- Set task:
Revise the records below so that each occurrence of "locator" reads "annotator". Leave all other text unchanged.

- Task material:

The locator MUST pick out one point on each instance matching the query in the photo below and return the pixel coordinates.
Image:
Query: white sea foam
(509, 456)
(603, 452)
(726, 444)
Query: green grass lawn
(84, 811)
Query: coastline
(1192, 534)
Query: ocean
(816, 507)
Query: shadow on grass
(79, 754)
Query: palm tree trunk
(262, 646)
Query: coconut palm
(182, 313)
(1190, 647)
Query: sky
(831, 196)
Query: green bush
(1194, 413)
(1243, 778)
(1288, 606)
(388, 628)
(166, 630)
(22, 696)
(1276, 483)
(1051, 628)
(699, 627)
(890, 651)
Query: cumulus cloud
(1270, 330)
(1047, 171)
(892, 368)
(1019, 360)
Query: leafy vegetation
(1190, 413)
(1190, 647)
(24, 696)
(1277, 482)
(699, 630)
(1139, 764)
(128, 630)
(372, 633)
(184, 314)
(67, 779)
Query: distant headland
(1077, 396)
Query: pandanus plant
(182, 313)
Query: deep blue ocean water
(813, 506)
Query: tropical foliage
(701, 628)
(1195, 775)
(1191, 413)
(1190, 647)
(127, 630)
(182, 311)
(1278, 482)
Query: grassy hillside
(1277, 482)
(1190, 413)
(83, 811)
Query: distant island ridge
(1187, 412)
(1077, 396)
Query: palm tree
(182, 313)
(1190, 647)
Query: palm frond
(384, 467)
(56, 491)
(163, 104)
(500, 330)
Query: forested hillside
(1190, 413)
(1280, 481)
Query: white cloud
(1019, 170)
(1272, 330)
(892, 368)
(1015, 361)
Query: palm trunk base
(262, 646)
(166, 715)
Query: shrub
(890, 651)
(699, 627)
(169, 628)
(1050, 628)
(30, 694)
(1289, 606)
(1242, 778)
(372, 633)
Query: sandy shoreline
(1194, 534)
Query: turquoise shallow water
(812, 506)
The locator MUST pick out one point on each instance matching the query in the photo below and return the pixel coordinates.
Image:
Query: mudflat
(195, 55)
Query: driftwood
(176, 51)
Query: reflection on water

- Solution to the exercise:
The annotator MUST pick out one point on each instance matching the query in the photo below and return the pixel coordinates.
Image:
Query: white sea foam
(509, 456)
(603, 452)
(726, 444)
Query: green grass lawn
(84, 811)
Query: coastline
(1192, 534)
Query: ocean
(816, 507)
Query: shadow on grass
(79, 754)
Query: palm tree trunk
(262, 646)
Query: coconut palm
(182, 313)
(1190, 647)
Query: sky
(831, 196)
Query: green bush
(1194, 413)
(1243, 778)
(1288, 606)
(388, 628)
(166, 630)
(22, 696)
(1276, 483)
(1051, 628)
(699, 627)
(890, 651)
Query: cumulus cloud
(1270, 330)
(1047, 171)
(892, 368)
(1019, 360)
Query: leafy vegetation
(1190, 413)
(1190, 647)
(24, 696)
(1277, 482)
(699, 630)
(1139, 764)
(128, 630)
(372, 633)
(184, 314)
(67, 779)
Query: distant headland
(1077, 396)
Query: pandanus plant
(182, 313)
Query: deep blue ocean water
(813, 506)
Query: tropical foliage
(701, 628)
(1195, 775)
(1191, 413)
(1190, 647)
(127, 630)
(182, 311)
(1278, 482)
Query: grassy hillside
(1277, 482)
(1190, 413)
(83, 811)
Query: distant island ridge
(1187, 412)
(1077, 396)
Query: palm tree
(182, 313)
(1190, 647)
Query: palm frond
(384, 467)
(56, 491)
(163, 104)
(500, 330)
Query: forested hillside
(1190, 413)
(1280, 481)
Query: white cloud
(1019, 170)
(1272, 330)
(892, 368)
(1015, 361)
Query: palm trunk base
(262, 646)
(166, 715)
Query: shrub
(890, 651)
(699, 627)
(169, 628)
(1050, 628)
(30, 694)
(1289, 606)
(1242, 778)
(372, 633)
Query: sandy shoreline
(1194, 534)
Query: turquoise shallow water
(812, 506)
The annotator MUST pick out one point on each instance matching the query in the photo below and return the pixel coordinates.
Image:
Query: mudflat
(195, 55)
Query: driftwood
(176, 51)
Query: reflection on water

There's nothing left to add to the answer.